EXTRACTED DATA:
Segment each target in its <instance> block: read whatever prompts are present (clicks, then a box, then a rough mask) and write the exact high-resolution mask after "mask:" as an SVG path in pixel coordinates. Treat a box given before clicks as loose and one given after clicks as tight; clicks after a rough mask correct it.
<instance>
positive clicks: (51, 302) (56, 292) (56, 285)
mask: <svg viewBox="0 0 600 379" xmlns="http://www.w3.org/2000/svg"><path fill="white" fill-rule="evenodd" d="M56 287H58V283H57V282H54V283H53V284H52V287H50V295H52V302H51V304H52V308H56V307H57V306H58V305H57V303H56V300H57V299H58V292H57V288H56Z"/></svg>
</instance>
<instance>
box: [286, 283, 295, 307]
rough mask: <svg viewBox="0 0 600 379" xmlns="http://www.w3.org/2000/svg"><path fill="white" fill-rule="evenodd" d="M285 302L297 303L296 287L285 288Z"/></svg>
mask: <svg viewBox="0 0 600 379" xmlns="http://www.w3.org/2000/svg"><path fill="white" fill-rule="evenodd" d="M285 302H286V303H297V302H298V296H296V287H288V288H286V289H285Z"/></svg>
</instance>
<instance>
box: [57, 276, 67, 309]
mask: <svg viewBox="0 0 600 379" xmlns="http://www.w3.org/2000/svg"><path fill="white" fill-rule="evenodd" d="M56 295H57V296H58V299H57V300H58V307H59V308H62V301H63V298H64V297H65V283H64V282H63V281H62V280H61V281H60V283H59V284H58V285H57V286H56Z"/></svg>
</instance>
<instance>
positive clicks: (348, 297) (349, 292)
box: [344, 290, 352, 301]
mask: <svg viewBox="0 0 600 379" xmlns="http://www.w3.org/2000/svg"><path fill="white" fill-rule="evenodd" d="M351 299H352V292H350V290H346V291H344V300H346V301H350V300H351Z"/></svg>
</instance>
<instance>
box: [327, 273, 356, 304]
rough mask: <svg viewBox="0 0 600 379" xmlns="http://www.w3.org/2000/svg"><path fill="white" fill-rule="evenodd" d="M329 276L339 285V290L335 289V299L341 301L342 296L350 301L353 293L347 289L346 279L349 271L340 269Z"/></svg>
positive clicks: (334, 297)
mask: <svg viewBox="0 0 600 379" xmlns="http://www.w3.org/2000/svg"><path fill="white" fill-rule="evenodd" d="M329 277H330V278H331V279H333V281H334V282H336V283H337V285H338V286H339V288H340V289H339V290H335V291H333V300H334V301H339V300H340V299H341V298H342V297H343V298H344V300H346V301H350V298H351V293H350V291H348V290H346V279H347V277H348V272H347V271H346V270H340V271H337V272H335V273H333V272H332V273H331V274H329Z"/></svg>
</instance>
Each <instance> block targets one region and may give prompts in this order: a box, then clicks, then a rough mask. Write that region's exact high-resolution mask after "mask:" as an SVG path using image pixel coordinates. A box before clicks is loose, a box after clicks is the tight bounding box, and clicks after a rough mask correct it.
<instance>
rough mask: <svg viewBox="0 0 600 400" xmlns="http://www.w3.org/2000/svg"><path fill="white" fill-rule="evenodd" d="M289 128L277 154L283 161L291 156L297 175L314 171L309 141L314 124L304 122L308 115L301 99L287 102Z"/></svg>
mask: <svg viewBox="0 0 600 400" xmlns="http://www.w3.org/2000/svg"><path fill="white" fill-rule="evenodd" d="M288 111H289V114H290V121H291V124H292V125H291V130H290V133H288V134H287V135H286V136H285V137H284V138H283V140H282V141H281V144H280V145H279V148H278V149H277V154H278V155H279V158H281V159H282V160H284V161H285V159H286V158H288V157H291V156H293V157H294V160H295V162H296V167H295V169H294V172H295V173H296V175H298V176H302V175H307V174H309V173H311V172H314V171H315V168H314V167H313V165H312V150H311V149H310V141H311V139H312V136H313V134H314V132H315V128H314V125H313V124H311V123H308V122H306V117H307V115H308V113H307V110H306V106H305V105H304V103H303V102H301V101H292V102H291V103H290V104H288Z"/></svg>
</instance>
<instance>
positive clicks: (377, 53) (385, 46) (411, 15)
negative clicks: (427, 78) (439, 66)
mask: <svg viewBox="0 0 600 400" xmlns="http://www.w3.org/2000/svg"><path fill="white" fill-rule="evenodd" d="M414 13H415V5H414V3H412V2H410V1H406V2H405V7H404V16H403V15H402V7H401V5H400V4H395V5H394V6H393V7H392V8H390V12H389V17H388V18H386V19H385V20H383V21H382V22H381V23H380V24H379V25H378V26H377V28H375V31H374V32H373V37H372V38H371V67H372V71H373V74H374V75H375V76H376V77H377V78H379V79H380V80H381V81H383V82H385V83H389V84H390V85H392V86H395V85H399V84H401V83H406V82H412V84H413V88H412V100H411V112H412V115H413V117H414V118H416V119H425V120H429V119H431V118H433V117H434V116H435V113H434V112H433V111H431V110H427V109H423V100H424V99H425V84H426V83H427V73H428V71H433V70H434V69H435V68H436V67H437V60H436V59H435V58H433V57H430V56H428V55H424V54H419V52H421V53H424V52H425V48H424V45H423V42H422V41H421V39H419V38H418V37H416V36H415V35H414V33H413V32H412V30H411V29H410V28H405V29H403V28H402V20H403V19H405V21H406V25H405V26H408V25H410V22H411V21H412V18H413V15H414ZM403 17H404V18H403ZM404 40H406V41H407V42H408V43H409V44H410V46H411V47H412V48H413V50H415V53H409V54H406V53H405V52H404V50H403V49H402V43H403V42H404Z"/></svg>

WHAT YOU HAVE TO DO: From the first line to the last, write out the listing exactly.

EXERCISE SOLUTION:
Segment each target in its <instance> block: read whatever prompts are present (clicks, then a box, then a rough mask) and write the exact high-resolution mask after "mask:" as an SVG path in pixel coordinates. Treat a box given before clicks as loose and one given after clicks as tight; clicks after a rough mask correct it.
<instance>
positive clicks: (51, 302) (56, 292) (56, 285)
mask: <svg viewBox="0 0 600 379" xmlns="http://www.w3.org/2000/svg"><path fill="white" fill-rule="evenodd" d="M56 287H58V283H57V282H54V283H53V284H52V287H50V295H52V302H51V304H52V308H56V307H57V306H58V305H57V303H56V300H57V299H58V292H57V288H56Z"/></svg>
</instance>
<instance>
box: [286, 283, 295, 307]
rough mask: <svg viewBox="0 0 600 379" xmlns="http://www.w3.org/2000/svg"><path fill="white" fill-rule="evenodd" d="M285 302L297 303L296 287L285 288Z"/></svg>
mask: <svg viewBox="0 0 600 379" xmlns="http://www.w3.org/2000/svg"><path fill="white" fill-rule="evenodd" d="M285 302H286V303H297V302H298V296H296V287H288V288H286V289H285Z"/></svg>
</instance>
<instance>
box: [57, 276, 67, 309]
mask: <svg viewBox="0 0 600 379" xmlns="http://www.w3.org/2000/svg"><path fill="white" fill-rule="evenodd" d="M56 295H57V296H58V299H57V300H58V307H59V308H62V301H63V298H64V297H65V283H64V282H63V281H62V280H61V281H60V283H59V284H58V285H57V286H56Z"/></svg>
</instance>
<instance>
positive clicks: (348, 297) (349, 292)
box: [344, 290, 352, 301]
mask: <svg viewBox="0 0 600 379" xmlns="http://www.w3.org/2000/svg"><path fill="white" fill-rule="evenodd" d="M351 299H352V292H350V290H346V291H344V300H346V301H350V300H351Z"/></svg>
</instance>
<instance>
box: [327, 273, 356, 304]
rough mask: <svg viewBox="0 0 600 379" xmlns="http://www.w3.org/2000/svg"><path fill="white" fill-rule="evenodd" d="M329 276L339 285V290L335 289V299L341 301L342 296L350 301L353 293L347 289L346 279L349 271L340 269Z"/></svg>
positive clicks: (334, 297)
mask: <svg viewBox="0 0 600 379" xmlns="http://www.w3.org/2000/svg"><path fill="white" fill-rule="evenodd" d="M329 277H330V278H331V279H333V281H334V282H336V283H337V285H338V286H339V288H340V289H339V290H335V291H333V300H334V301H339V300H340V299H341V298H342V297H343V298H344V300H346V301H350V298H351V293H350V291H348V290H346V279H347V277H348V272H347V271H346V270H340V271H337V272H335V273H333V272H332V273H331V274H329Z"/></svg>
</instance>
Each <instance> block targets one region and may give prompts in this order: a box, then clicks, then a rough mask. Write that region's exact high-resolution mask after "mask:" as an SVG path using image pixel coordinates. A box before clicks is loose, a box after clicks is the tight bounding box, and clicks after a rough mask correct it.
<instance>
rough mask: <svg viewBox="0 0 600 400" xmlns="http://www.w3.org/2000/svg"><path fill="white" fill-rule="evenodd" d="M289 128L277 154L283 161L291 156L297 175L314 171L309 141L314 124L304 122L308 115L301 99L287 102Z"/></svg>
mask: <svg viewBox="0 0 600 400" xmlns="http://www.w3.org/2000/svg"><path fill="white" fill-rule="evenodd" d="M288 111H289V114H290V121H291V124H292V125H291V130H290V133H288V134H287V135H286V136H285V137H284V138H283V140H282V141H281V144H280V145H279V148H278V149H277V154H278V155H279V158H281V159H282V160H284V161H285V159H286V158H288V157H291V156H293V157H294V160H295V162H296V167H295V169H294V172H295V173H296V175H298V176H302V175H307V174H309V173H311V172H314V171H315V168H314V167H313V165H312V150H311V149H310V141H311V139H312V136H313V134H314V132H315V128H314V125H313V124H311V123H308V122H306V117H307V115H308V113H307V110H306V106H305V105H304V103H303V102H301V101H292V102H291V103H290V104H288Z"/></svg>
</instance>
<instance>
positive clicks: (377, 53) (385, 46) (411, 15)
negative clicks: (427, 78) (439, 66)
mask: <svg viewBox="0 0 600 400" xmlns="http://www.w3.org/2000/svg"><path fill="white" fill-rule="evenodd" d="M414 13H415V5H414V3H412V2H410V1H406V2H405V7H404V16H403V15H402V7H401V5H400V4H395V5H394V6H393V7H392V8H390V12H389V17H388V18H386V19H385V20H383V21H382V22H381V23H380V24H379V25H378V26H377V28H375V31H374V32H373V37H372V38H371V67H372V71H373V74H374V75H375V76H376V77H377V78H379V79H380V80H381V81H383V82H385V83H389V84H390V85H392V86H395V85H399V84H401V83H406V82H412V84H413V88H412V100H411V112H412V115H413V117H414V118H416V119H425V120H429V119H431V118H433V117H434V116H435V113H434V112H433V111H431V110H427V109H423V100H424V99H425V84H426V83H427V73H428V71H433V70H434V69H435V68H436V67H437V60H436V59H435V58H433V57H430V56H428V55H424V54H419V52H421V53H424V52H425V48H424V45H423V42H422V41H421V39H419V38H418V37H416V36H415V35H414V33H413V32H412V30H411V29H410V28H405V29H403V28H402V20H403V19H405V21H406V25H405V26H408V25H410V22H411V21H412V18H413V15H414ZM403 17H404V18H403ZM404 40H406V41H407V42H408V43H409V44H410V46H411V47H412V48H413V50H415V53H409V54H406V53H405V52H404V50H403V49H402V43H403V42H404Z"/></svg>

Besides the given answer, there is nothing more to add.